Saved entries
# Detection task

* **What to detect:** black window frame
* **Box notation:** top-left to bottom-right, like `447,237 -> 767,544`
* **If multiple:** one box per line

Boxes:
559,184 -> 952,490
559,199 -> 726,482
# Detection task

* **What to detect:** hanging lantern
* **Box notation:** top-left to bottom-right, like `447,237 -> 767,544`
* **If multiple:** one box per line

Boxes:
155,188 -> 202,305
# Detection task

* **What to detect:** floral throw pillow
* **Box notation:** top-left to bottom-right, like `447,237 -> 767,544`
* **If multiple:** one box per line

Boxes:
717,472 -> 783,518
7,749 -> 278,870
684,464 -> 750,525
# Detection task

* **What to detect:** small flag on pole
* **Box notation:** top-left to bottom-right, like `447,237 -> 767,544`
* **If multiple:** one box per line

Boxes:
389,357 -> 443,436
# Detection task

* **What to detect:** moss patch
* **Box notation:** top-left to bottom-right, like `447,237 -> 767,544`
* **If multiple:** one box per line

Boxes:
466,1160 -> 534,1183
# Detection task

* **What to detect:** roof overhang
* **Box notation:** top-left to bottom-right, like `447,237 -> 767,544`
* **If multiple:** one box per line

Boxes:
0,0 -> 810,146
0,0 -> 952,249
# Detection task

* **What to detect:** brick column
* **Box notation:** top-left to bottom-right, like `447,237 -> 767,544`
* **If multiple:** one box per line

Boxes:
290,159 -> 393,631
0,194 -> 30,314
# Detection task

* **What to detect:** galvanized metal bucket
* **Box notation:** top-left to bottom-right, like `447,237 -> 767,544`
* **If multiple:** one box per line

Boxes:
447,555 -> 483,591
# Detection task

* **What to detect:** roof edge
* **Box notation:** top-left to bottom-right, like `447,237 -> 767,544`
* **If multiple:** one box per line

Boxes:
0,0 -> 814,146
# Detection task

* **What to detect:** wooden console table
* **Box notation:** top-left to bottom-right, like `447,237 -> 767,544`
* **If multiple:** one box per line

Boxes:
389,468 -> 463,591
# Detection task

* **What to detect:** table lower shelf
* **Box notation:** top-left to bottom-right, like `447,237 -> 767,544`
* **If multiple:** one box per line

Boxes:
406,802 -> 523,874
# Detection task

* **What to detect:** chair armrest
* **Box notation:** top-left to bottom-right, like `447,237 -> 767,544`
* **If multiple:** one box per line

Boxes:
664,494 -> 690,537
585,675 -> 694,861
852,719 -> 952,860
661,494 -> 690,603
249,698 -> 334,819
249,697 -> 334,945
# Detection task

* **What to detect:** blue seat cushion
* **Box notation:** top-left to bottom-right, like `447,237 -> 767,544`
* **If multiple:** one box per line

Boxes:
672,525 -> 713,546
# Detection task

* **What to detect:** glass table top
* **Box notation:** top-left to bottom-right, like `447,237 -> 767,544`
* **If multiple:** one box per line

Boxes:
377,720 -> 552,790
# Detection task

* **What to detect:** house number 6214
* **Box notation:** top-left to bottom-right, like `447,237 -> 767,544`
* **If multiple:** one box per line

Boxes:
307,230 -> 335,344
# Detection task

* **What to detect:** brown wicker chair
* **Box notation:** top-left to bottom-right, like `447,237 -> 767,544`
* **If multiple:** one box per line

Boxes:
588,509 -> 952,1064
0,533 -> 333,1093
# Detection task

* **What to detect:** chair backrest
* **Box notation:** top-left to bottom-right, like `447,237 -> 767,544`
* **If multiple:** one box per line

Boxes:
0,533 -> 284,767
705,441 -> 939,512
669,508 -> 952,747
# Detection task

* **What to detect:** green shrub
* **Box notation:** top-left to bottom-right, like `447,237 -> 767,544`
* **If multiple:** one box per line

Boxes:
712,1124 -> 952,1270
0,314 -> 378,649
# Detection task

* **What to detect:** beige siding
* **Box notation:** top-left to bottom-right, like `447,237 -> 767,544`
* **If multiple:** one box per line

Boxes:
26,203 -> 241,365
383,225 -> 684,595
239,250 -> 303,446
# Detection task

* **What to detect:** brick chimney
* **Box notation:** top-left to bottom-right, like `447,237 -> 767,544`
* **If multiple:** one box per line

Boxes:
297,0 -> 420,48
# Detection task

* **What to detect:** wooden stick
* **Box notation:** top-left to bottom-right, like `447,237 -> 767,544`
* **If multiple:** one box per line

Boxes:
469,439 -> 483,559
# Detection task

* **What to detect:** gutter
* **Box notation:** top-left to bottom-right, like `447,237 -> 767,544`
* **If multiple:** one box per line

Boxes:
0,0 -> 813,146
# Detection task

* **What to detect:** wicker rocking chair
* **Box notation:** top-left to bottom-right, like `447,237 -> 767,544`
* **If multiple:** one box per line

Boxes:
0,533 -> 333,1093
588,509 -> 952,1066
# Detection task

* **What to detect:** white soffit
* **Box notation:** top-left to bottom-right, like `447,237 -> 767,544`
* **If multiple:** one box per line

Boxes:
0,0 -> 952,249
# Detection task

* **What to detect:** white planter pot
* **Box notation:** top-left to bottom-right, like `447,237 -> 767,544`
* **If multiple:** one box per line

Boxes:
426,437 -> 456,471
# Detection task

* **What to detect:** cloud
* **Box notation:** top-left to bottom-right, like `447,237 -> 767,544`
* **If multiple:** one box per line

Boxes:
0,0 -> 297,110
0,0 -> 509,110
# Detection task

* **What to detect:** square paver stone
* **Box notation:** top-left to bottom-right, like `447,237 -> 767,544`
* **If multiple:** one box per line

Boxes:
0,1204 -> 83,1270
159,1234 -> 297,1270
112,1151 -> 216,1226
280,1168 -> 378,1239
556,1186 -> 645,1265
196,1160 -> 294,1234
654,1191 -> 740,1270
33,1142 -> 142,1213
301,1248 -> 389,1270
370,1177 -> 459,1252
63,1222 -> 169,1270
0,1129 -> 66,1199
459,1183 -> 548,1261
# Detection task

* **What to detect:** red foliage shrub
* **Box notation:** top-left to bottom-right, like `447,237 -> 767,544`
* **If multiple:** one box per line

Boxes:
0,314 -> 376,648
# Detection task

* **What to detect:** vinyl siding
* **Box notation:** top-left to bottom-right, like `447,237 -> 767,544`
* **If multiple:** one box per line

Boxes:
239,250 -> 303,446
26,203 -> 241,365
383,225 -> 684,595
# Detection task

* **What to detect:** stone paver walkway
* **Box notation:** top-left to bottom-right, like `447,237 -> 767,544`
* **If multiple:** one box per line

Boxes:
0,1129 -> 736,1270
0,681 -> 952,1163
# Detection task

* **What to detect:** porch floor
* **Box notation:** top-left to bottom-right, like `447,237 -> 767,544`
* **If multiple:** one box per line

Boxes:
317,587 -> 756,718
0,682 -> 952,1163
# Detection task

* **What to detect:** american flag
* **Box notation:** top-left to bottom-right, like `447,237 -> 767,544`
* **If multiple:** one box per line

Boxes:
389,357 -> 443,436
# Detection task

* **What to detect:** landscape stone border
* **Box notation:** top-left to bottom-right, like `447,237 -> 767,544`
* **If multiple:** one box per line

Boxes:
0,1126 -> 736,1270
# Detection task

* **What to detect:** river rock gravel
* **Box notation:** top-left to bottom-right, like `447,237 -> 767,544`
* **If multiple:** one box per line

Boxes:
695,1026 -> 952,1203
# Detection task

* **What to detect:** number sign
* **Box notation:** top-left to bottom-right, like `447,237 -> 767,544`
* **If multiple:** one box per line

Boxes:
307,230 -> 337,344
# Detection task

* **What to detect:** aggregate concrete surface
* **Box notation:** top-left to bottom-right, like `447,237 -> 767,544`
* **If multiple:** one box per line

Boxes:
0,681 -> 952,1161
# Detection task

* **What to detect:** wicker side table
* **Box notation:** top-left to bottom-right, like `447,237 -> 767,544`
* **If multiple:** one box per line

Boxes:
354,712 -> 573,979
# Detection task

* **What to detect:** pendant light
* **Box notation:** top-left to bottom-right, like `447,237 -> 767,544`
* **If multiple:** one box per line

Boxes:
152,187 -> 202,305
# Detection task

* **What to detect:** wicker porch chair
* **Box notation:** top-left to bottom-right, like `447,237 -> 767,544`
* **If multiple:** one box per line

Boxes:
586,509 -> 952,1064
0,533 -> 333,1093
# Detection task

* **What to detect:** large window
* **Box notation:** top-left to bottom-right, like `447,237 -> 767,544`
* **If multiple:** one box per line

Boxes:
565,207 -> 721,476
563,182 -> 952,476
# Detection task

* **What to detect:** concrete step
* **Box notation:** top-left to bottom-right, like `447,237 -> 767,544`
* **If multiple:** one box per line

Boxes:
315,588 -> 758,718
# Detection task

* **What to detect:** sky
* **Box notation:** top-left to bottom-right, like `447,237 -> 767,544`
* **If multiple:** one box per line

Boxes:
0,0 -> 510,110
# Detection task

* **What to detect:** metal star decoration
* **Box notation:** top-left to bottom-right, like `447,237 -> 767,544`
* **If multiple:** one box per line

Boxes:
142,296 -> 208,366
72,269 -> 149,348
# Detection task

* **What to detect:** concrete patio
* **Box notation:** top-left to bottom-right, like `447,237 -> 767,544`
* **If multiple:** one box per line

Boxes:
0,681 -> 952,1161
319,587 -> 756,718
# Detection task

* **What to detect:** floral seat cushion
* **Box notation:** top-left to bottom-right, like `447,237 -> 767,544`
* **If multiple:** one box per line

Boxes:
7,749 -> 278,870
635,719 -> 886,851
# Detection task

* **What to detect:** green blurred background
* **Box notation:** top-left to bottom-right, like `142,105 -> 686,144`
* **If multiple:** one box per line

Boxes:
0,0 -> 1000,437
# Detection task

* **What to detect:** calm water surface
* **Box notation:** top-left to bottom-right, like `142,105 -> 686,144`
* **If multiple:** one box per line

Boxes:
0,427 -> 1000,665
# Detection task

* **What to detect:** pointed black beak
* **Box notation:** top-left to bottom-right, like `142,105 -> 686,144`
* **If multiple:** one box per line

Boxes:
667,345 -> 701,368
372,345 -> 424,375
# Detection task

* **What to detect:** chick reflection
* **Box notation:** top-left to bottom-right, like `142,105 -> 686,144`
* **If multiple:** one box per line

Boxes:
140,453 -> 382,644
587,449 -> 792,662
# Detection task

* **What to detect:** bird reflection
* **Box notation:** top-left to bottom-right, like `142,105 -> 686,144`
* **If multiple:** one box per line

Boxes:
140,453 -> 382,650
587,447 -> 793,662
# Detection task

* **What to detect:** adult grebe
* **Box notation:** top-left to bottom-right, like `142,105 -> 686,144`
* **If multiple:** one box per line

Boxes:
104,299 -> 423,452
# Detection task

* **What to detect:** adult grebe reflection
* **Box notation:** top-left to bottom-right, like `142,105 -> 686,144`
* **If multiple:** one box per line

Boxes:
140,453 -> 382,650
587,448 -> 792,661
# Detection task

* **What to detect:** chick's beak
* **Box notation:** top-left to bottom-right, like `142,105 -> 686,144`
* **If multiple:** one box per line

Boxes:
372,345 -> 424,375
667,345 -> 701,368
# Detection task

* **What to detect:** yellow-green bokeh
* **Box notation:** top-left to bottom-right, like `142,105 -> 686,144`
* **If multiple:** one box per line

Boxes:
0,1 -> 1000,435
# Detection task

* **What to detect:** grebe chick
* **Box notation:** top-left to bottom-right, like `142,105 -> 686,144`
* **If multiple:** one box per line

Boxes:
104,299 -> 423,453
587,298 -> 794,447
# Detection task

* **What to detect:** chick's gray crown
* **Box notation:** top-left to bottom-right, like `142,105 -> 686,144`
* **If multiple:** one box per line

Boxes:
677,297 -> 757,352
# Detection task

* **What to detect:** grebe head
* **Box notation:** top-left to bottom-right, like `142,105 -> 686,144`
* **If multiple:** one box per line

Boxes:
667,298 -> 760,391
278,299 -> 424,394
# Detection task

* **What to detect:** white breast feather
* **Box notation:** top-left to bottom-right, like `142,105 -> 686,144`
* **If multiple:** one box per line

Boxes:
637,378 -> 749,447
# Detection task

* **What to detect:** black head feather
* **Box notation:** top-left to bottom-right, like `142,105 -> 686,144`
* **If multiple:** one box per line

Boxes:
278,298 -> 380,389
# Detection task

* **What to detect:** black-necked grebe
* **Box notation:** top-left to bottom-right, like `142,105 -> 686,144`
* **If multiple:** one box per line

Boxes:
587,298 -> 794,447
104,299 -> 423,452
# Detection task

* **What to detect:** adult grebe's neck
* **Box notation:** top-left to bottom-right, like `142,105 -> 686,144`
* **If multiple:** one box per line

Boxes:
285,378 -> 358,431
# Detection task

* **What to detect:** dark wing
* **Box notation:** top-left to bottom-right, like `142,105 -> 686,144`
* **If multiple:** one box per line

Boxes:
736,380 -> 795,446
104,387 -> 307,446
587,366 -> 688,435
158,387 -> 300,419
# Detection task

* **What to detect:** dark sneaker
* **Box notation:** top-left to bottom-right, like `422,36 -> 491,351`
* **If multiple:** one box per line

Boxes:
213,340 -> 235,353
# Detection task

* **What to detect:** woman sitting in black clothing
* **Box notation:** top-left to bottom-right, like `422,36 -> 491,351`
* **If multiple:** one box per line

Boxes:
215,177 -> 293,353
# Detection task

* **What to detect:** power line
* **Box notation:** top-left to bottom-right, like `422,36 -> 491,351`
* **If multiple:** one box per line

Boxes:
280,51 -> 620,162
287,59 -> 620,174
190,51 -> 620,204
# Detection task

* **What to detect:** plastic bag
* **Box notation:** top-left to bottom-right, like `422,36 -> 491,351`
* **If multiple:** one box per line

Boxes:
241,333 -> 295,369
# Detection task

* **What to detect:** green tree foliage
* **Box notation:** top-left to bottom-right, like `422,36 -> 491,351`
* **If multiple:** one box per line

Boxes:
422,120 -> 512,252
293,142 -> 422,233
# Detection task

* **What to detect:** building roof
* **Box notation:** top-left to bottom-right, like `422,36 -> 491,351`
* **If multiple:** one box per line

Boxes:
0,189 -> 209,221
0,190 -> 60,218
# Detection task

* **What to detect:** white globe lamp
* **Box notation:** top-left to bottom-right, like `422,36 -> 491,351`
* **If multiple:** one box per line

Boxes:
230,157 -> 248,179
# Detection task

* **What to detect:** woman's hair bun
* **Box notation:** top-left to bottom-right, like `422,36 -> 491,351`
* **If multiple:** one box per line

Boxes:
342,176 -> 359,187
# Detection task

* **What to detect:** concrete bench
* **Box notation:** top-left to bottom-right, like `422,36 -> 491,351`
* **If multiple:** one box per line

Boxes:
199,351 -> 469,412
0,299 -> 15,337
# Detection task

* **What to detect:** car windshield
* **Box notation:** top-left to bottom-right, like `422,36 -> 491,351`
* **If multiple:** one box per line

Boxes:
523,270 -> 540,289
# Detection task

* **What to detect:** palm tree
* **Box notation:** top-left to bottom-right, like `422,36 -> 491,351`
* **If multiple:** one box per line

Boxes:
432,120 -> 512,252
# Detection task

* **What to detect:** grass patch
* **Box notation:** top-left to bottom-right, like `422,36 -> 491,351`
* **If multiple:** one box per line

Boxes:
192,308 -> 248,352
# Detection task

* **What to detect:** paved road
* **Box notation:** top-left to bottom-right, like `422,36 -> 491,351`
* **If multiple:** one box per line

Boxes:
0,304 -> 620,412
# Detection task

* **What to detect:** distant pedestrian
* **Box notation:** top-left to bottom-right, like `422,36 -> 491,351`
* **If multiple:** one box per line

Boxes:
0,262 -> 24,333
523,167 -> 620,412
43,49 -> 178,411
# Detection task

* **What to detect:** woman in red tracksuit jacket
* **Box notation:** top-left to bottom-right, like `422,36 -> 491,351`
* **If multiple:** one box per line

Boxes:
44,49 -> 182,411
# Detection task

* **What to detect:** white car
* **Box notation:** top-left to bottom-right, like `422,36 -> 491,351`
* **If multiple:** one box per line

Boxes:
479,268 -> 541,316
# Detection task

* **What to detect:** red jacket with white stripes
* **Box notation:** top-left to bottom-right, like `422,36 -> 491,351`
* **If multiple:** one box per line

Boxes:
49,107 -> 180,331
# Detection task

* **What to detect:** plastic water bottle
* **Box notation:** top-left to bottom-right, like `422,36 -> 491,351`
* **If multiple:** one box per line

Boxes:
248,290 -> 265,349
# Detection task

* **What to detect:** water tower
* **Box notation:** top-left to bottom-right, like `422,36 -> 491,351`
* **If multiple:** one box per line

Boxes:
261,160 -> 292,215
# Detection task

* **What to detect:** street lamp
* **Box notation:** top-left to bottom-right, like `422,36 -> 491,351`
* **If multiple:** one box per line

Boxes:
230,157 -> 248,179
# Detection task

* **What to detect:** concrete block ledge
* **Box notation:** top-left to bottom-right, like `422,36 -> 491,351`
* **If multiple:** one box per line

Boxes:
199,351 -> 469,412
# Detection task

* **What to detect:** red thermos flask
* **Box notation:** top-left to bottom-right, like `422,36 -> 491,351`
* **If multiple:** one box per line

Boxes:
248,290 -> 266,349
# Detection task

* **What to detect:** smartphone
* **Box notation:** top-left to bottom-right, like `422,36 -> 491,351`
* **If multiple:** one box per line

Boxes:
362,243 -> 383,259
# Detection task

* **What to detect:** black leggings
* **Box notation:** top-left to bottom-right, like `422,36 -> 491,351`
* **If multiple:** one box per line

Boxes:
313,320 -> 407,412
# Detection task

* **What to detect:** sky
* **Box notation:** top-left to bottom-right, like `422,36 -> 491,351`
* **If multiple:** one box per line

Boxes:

Written instruction: Count the lines in the material above that contain the string "lamp". Reply with the number alone.

Output of the task: 2